I also recommend: Go to Utube and check out some videos for free. $2,000 - $3500 will buy a good small conveyor dryer. A flash dryer or heat gun will work but the cure is questionable sometimes and it's a slow process. Have fun, consider used equipment to get more for your money.


----------



## SoAmpd (Feb 3, 2011)

Follow the bouncing ball:

I got 1000 shirts. 26 designs. 
600 men shirts on port and company pc61 med-4x
400 women shirts on gildan 5000L sm-3x
Plus, tag printing on the inside neckline.
mostly on dark colored shirts (royal blue, red, black, dark brown).


17 of the designs were 1 color full front. 20 shirts/design

2 designs were 2 color on white shirts. 20 shirts/design

3 designs were 1 color full front. 80 shirts/design 3 ink color changes

3 designs were 1 color full front. 100 shirts/design 2 color changes

1 design was 1 color, full front and full back. 80 shirts 2 color changes 

I had a company willing to do this at $5 per shirt. 

I went to an event and sold all the brown shirts so I needed to get just those printed over again in a week and a half. I've got about 6 events scheduled and most require a different set of colors (fraternity and sorority specific). It get's complicated quickly.

EXCERPTED RECORDS:

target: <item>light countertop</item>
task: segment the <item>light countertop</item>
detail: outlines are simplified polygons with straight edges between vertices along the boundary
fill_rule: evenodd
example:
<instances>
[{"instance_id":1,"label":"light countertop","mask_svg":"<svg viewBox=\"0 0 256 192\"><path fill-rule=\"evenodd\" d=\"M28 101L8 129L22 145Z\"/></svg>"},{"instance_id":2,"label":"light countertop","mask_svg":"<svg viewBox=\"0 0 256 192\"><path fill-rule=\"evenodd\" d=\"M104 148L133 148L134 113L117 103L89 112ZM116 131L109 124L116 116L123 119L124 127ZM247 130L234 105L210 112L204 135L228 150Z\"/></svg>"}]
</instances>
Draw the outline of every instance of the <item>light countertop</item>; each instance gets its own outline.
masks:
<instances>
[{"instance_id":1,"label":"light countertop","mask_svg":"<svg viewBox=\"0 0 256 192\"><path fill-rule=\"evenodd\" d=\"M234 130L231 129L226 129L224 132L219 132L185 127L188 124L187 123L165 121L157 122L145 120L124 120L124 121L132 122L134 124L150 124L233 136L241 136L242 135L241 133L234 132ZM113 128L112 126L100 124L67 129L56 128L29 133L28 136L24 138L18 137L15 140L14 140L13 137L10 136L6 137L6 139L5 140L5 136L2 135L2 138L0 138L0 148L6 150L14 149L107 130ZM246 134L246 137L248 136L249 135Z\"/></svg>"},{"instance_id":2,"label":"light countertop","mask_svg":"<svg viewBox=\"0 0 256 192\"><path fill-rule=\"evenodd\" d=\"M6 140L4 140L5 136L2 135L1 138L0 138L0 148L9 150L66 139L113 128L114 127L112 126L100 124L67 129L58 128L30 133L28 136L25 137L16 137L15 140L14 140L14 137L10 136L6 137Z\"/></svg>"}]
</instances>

SET EXERCISE: Copy the shirt-printing text starting with "3 designs were 1 color full front. 100" and going on through "get's complicated quickly.", substituting "red shirts" for "brown shirts". Work from the text alone.

RESULT FOR THIS EXERCISE:
3 designs were 1 color full front. 100 shirts/design 2 color changes

1 design was 1 color, full front and full back. 80 shirts 2 color changes 

I had a company willing to do this at $5 per shirt. 

I went to an event and sold all the red shirts so I needed to get just those printed over again in a week and a half. I've got about 6 events scheduled and most require a different set of colors (fraternity and sorority specific). It get's complicated quickly.